■ SOURCE DOCUMENT:
+++
What is $\sqrt[4]{-1}$
Why would $\sqrt{-1}=i$ and not $\sqrt{-1}=-i$? There is no real reason to choose.
What we do is to enumerate the roots; there are two square roots, three cubics roots, four fourth roots, etc.
From $-1=\cos\pi+i\sin\pi$, we can deduce via De Moivre's formula (or using $-1=e^{i\pi}$), that the four fourth roots of $-1$ are $$ \cos\frac{(2k+1)\pi}4+i\sin\frac{(2k+1)\pi}4,\ \ k=0,1,2,3. $$ Explicitly, you have $$ \cos\frac\pi4+i\sin\frac\pi4=\frac1{\sqrt2}+i\,\frac1{\sqrt2}, $$ $$ \cos\frac{3\pi}4+i\sin\frac{3\pi}4=-\frac1{\sqrt2}+i\,\frac1{\sqrt2}, $$ $$ \cos\frac{5\pi}4+i\sin\frac{5\pi}4=-\frac1{\sqrt2}-i\,\frac1{\sqrt2}, $$ $$ \cos\frac{7\pi}4+i\sin\frac{7\pi}4=\frac1{\sqrt2}-i\,\frac1{\sqrt2}. $$ Note that similarly there is no single cubic root of $-1$, but three of them: $$ \cos\frac{(2k+1)\pi}3+i\sin\frac{(2k+1)\pi}3,\ \ k=0,1,2. $$
Method 1 Hint: Consider $$z^4=i$$ where $$z=a+bi$$ with $a,b\in\mathbb{R}$.
Expand and compare coefficients. (Tedious)
+++
(Position annotation records)
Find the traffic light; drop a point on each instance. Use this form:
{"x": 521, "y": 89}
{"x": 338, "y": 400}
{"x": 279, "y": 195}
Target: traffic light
+++
■ STATED TASK: From the thread on the fourth roots of -1, reproduce the passage starting with "From $-1=\cos\pi+i\sin\pi$, we" and going on through "compare coefficients. (Tedious)".

■ ANSWER FOR THE TASK:
From $-1=\cos\pi+i\sin\pi$, we can deduce via De Moivre's formula (or using $-1=e^{i\pi}$), that the four fourth roots of $-1$ are $$ \cos\frac{(2k+1)\pi}4+i\sin\frac{(2k+1)\pi}4,\ \ k=0,1,2,3. $$ Explicitly, you have $$ \cos\frac\pi4+i\sin\frac\pi4=\frac1{\sqrt2}+i\,\frac1{\sqrt2}, $$ $$ \cos\frac{3\pi}4+i\sin\frac{3\pi}4=-\frac1{\sqrt2}+i\,\frac1{\sqrt2}, $$ $$ \cos\frac{5\pi}4+i\sin\frac{5\pi}4=-\frac1{\sqrt2}-i\,\frac1{\sqrt2}, $$ $$ \cos\frac{7\pi}4+i\sin\frac{7\pi}4=\frac1{\sqrt2}-i\,\frac1{\sqrt2}. $$ Note that similarly there is no single cubic root of $-1$, but three of them: $$ \cos\frac{(2k+1)\pi}3+i\sin\frac{(2k+1)\pi}3,\ \ k=0,1,2. $$
Method 1 Hint: Consider $$z^4=i$$ where $$z=a+bi$$ with $a,b\in\mathbb{R}$.
Expand and compare coefficients. (Tedious)